■ **EXERCISE DETAILS**: Convert every line of the rows below into a Markdown table with two columns, No. and Text. Put each line's number under No. and its wording under Text, and leave out blank lines.

■ **INFORMATION SHOWN**:

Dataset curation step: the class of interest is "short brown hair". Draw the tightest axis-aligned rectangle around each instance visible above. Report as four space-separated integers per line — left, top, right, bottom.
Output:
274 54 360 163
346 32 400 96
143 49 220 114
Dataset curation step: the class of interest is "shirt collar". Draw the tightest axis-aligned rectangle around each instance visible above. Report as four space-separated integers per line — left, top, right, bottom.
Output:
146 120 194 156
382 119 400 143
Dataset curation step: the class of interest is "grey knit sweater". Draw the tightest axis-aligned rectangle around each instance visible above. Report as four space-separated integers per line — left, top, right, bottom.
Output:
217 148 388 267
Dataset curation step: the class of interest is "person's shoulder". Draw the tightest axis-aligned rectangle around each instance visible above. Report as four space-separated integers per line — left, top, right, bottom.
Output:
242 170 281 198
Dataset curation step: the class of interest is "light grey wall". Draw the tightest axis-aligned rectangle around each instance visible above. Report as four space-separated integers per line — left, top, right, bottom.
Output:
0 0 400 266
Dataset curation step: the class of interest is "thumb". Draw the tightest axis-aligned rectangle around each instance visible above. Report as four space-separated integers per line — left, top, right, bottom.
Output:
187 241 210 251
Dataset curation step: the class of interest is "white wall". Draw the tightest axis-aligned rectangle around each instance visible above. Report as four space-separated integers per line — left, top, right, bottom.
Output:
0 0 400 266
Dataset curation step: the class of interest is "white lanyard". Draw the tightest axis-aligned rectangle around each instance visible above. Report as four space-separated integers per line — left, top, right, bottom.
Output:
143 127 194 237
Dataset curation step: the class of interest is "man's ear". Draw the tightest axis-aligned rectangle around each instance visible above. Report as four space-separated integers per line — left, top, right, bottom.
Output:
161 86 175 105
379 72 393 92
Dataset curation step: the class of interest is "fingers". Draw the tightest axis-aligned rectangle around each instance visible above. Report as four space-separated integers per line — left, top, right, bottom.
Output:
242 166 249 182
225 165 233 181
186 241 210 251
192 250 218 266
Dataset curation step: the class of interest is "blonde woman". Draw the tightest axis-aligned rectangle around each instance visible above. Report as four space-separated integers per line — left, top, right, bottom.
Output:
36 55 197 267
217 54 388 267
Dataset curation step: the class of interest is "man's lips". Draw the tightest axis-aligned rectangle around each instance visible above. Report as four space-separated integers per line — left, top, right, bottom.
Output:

■ **RESPONSE FOR THIS EXERCISE**:
| No. | Text |
|---|---|
| 1 | Dataset curation step: the class of interest is "short brown hair". Draw the tightest axis-aligned rectangle around each instance visible above. Report as four space-separated integers per line — left, top, right, bottom. |
| 2 | Output: |
| 3 | 274 54 360 163 |
| 4 | 346 32 400 96 |
| 5 | 143 49 220 114 |
| 6 | Dataset curation step: the class of interest is "shirt collar". Draw the tightest axis-aligned rectangle around each instance visible above. Report as four space-separated integers per line — left, top, right, bottom. |
| 7 | Output: |
| 8 | 146 120 194 156 |
| 9 | 382 119 400 143 |
| 10 | Dataset curation step: the class of interest is "grey knit sweater". Draw the tightest axis-aligned rectangle around each instance visible above. Report as four space-separated integers per line — left, top, right, bottom. |
| 11 | Output: |
| 12 | 217 148 388 267 |
| 13 | Dataset curation step: the class of interest is "person's shoulder". Draw the tightest axis-aligned rectangle around each instance visible above. Report as four space-separated integers per line — left, top, right, bottom. |
| 14 | Output: |
| 15 | 242 170 281 198 |
| 16 | Dataset curation step: the class of interest is "light grey wall". Draw the tightest axis-aligned rectangle around each instance visible above. Report as four space-separated integers per line — left, top, right, bottom. |
| 17 | Output: |
| 18 | 0 0 400 266 |
| 19 | Dataset curation step: the class of interest is "thumb". Draw the tightest axis-aligned rectangle around each instance visible above. Report as four space-separated integers per line — left, top, right, bottom. |
| 20 | Output: |
| 21 | 187 241 210 251 |
| 22 | Dataset curation step: the class of interest is "white wall". Draw the tightest axis-aligned rectangle around each instance visible above. Report as four space-separated integers per line — left, top, right, bottom. |
| 23 | Output: |
| 24 | 0 0 400 266 |
| 25 | Dataset curation step: the class of interest is "white lanyard". Draw the tightest axis-aligned rectangle around each instance visible above. Report as four space-separated integers per line — left, top, right, bottom. |
| 26 | Output: |
| 27 | 143 127 194 237 |
| 28 | Dataset curation step: the class of interest is "man's ear". Draw the tightest axis-aligned rectangle around each instance visible above. Report as four space-separated integers per line — left, top, right, bottom. |
| 29 | Output: |
| 30 | 161 86 175 105 |
| 31 | 379 72 393 92 |
| 32 | Dataset curation step: the class of interest is "fingers". Draw the tightest axis-aligned rectangle around each instance visible above. Report as four space-separated integers per line — left, top, right, bottom. |
| 33 | Output: |
| 34 | 242 166 249 182 |
| 35 | 225 165 233 181 |
| 36 | 186 241 210 251 |
| 37 | 192 250 218 266 |
| 38 | Dataset curation step: the class of interest is "blonde woman". Draw the tightest axis-aligned rectangle around each instance visible above. Report as four space-separated integers per line — left, top, right, bottom. |
| 39 | Output: |
| 40 | 36 55 197 267 |
| 41 | 217 54 388 267 |
| 42 | Dataset curation step: the class of interest is "man's lips". Draw the tightest axis-aligned rectangle around each instance visible above. Report as four space-separated integers per line — left, top, right, bottom. |
| 43 | Output: |